-- BEGIN --
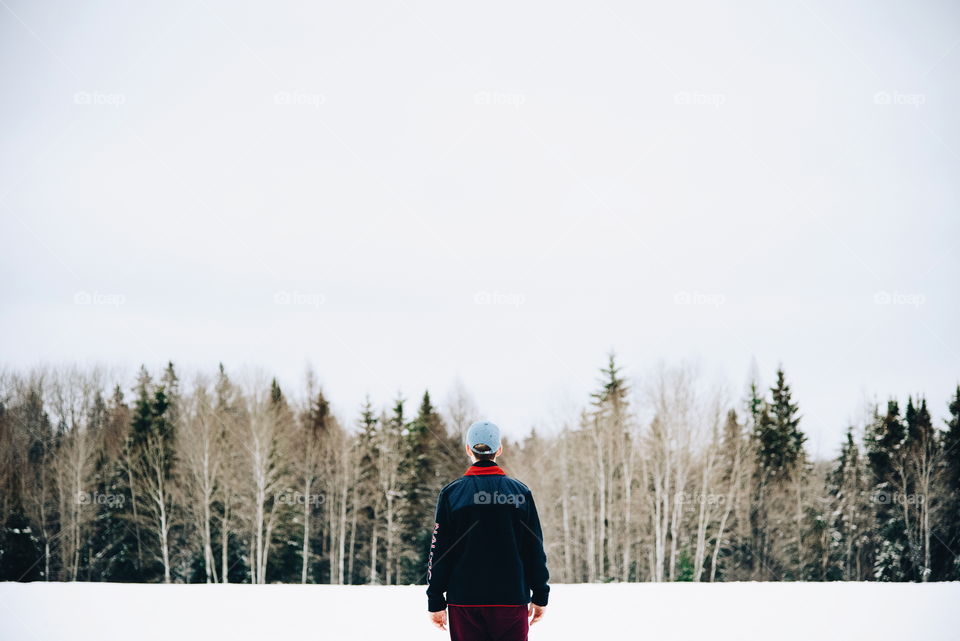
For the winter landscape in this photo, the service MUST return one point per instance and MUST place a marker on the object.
(672, 612)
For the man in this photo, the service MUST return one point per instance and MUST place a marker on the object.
(487, 565)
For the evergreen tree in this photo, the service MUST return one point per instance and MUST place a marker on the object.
(424, 448)
(884, 442)
(947, 550)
-- END --
Please write out every row above again, requests included, and shift each x and y coordinate in the answer points up by 27. Leave the pictures out.

For the winter landscape in this photo, the service MUST return one point per instance and MUST place a marker on the object.
(699, 639)
For the man in this photo, the service MUST return one point per instance and MUST place a marker on the object.
(514, 592)
For the evergreen tree in this photo, the service MUST return one point per instance and MUST place a marker on the object.
(451, 475)
(911, 469)
(974, 577)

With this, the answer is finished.